By specification, ELF files are meant to be executed from a fixed absolute address, and so AmigaOS4 programs need to be relocated (because all processes share the same address space). To do that, the compiler is passed the -q switch ("keep relocations"). Relocations are handled by the MMU, which will create a new virtual address space for each new process.
If you look at the linker scripts provided to build OS4 executables (in the SDK:gcc/ppc-AmigaOS/lib/ldscripts directory), you’ll find the following piece of code:
ENTRY(_start)
....
SECTIONS
{
PROVIDE (__executable_start = 0x01000000); . = 0x01000000 + SIZEOF_HEADERS;
[...]To perform a test, let’s see what happens if we build our binary without the "-q" switch (that is, without making the binary relocatable):
7/0.RAM Disk:> type test.c
#include <stdio.h> main() { printf("aaaa"); }
shell:> gcc test.c -S -o test.s shell:> as test.s -o test shell:> ld test.o -o test /SDK/newlib/lib/crtbegin.o /SDK/newlib/lib/LibC.a /SDK/newlib/lib/crtend.o
6/0.RAM Disk:> objdump -D --no-show-raw-insn --stop-address=0x10000d0 test | grep -A8 "_start"
010000b0 <_start>: 10000b0: stwu r1,-64(r1) # 10000b4: mflr r0 # prologue (reserve 64 byte stack frame) 10000b8: stw r0,68(r1) # 10000bc: lis r9,257 # 257 is loaded into the higher half-word (msw) of r9 (257 << 16) 10000c0: stmw r25,36(r1) # offset into the stack frame 10000c4: mr r25,r3 # save command line stack pointer 10000c8: mr r27,r13 # r13 can be used as small data pointer in the V.4-ABI, and it also saved here 10000cc: stw r5,20(r9) # Write value (257 << 16) + 20 = 0x01010014 to the r5 (DOSBase pointer)
****************
THINGS TO DO —
A. Print the passage of the AmigaOS4 relocation text starting at "By specification, ELF" and ending at "each new process.", without changing a character.
B. Output every one of the records below, line for line and unchanged.
****************
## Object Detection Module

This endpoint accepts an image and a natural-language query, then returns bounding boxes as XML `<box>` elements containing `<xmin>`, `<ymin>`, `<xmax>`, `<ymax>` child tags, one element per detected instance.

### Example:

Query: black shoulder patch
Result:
****************
EXERCISE RESULTS —
A.
By specification, ELF files are meant to be executed from a fixed absolute address, and so AmigaOS4 programs need to be relocated (because all processes share the same address space). To do that, the compiler is passed the -q switch ("keep relocations"). Relocations are handled by the MMU, which will create a new virtual address space for each new process.

B.
## Object Detection Module

This endpoint accepts an image and a natural-language query, then returns bounding boxes as XML `<box>` elements containing `<xmin>`, `<ymin>`, `<xmax>`, `<ymax>` child tags, one element per detected instance.

### Example:

Query: black shoulder patch
Result:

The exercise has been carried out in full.